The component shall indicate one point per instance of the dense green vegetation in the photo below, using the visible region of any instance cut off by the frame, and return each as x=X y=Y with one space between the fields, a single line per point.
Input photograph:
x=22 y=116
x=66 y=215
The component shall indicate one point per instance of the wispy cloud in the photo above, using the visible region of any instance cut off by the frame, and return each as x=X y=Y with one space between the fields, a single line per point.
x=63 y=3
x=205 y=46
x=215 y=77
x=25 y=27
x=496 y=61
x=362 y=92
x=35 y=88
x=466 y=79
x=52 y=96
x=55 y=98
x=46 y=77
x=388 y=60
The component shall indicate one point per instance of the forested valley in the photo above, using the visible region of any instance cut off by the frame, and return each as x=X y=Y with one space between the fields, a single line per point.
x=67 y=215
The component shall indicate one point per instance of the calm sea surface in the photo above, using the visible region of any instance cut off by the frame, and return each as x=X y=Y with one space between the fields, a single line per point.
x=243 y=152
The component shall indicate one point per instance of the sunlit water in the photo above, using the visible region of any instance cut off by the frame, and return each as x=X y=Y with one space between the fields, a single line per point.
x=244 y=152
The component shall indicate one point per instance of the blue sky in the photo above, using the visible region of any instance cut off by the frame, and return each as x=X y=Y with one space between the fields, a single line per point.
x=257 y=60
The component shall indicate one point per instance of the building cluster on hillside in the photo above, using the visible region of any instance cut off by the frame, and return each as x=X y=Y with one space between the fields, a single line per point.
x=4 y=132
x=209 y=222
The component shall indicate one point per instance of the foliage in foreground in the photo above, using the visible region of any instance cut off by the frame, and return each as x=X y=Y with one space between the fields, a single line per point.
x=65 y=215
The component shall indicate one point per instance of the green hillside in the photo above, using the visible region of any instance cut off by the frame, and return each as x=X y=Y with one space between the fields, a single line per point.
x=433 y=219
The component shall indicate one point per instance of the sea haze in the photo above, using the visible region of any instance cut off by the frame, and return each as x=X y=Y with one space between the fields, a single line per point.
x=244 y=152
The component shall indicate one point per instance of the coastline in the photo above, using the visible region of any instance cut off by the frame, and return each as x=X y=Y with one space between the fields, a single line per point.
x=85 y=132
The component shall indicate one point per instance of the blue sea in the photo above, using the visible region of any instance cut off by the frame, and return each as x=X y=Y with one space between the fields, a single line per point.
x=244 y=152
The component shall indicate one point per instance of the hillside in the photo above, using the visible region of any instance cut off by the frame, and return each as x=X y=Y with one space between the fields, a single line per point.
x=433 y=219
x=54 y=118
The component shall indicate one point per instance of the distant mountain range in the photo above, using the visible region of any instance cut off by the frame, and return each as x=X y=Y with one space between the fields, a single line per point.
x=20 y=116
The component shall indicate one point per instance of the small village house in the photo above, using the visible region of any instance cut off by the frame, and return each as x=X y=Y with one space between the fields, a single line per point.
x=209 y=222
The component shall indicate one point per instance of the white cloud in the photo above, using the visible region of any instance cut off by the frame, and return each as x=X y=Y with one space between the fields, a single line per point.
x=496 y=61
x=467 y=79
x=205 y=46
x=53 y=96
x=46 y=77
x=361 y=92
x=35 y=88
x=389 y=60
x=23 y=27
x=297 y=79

····················

# [Challenge]
Return the lines above exactly, keeping every word.

# [Answer in full]
The component shall indicate one point per instance of the dense green vegetation in the photo below, using the visible region of any instance cut off by the frame, and return each as x=X y=Y with one space between the fields, a single line per point.
Input photograph:
x=22 y=116
x=66 y=215
The component shall indicate one point per instance of the wispy cloud in the photo above, using the visible region of any instance cut off by the frame, and return each as x=X y=Y with one space between the fields, a single line per point.
x=63 y=3
x=205 y=46
x=215 y=77
x=25 y=27
x=496 y=61
x=362 y=92
x=35 y=88
x=466 y=79
x=52 y=96
x=55 y=98
x=46 y=77
x=388 y=60
The component shall indicate one point per instance of the forested valley in the photo above, using the visible region of any instance cut off by the frame, and return each as x=X y=Y with one space between the fields, a single line per point.
x=67 y=215
The component shall indicate one point per instance of the calm sea surface in the photo above, using the visible region of any instance cut off by the frame, and return each as x=X y=Y with one space between the fields, a single line per point.
x=243 y=152
The component shall indicate one point per instance of the sunlit water in the photo above, using the visible region of any instance cut off by the frame, and return each as x=X y=Y with one space between the fields, a single line per point.
x=244 y=152
The component shall indicate one point per instance of the blue sky in the photo above, using the visible region of any instance cut off by the frame, and return each as x=X y=Y with one space between the fields, a single line per point.
x=257 y=60
The component shall indicate one point per instance of the building cluster on hillside in the photo above, using the visible region of any instance cut off by the frame, and return each as x=X y=Y with one space between the fields, a single line per point.
x=4 y=132
x=209 y=222
The component shall indicate one point per instance of the foliage in foreground in the photo above, using the visible region of any instance cut off by the frame, and return each as x=X y=Y with one space between the fields, a single line per point.
x=65 y=215
The component shall indicate one point per instance of the green hillside in the photo above, using the visible region of any instance cut off by the frame, and return each as x=X y=Y with one space between the fields, a single line per point.
x=433 y=219
The component shall indicate one point per instance of the sea haze in the photo above, using the visible region of any instance cut off by the frame, and return each as x=X y=Y with one space between the fields, a single line per point.
x=244 y=152
The component shall indicate one point per instance of the coastline in the photo above, using the visible region of any instance cut off by the frame, and return each as x=X y=Y with one space between the fields, a single line per point.
x=85 y=132
The component shall indicate one point per instance of the blue sea in the photo above, using the visible region of any instance cut off by the frame, and return each as x=X y=Y with one space between the fields, a single line per point.
x=244 y=152
The component shall indicate one point per instance of the hillside in the photo above, using the visible region of any instance cut off by the frame, and return each as x=X y=Y with one space between the fields, a single line per point.
x=433 y=219
x=54 y=118
The component shall indicate one point per instance of the distant mountain range in the photo above, using the visible region of any instance cut off by the frame, and return each as x=X y=Y with one space between the fields, a single line per point.
x=20 y=116
The component shall indicate one point per instance of the small village house in the photo above, using the visible region of any instance cut off by the frame, and return each as x=X y=Y with one space between the fields, a single line per point.
x=209 y=222
The component shall indicate one point per instance of the white cloud in the photo above, using the visible region of any instance cut off by the frame, and return each as x=X y=Y with one space between the fields, a single line per point.
x=496 y=61
x=467 y=79
x=205 y=46
x=53 y=96
x=46 y=77
x=361 y=92
x=35 y=88
x=389 y=60
x=23 y=27
x=297 y=79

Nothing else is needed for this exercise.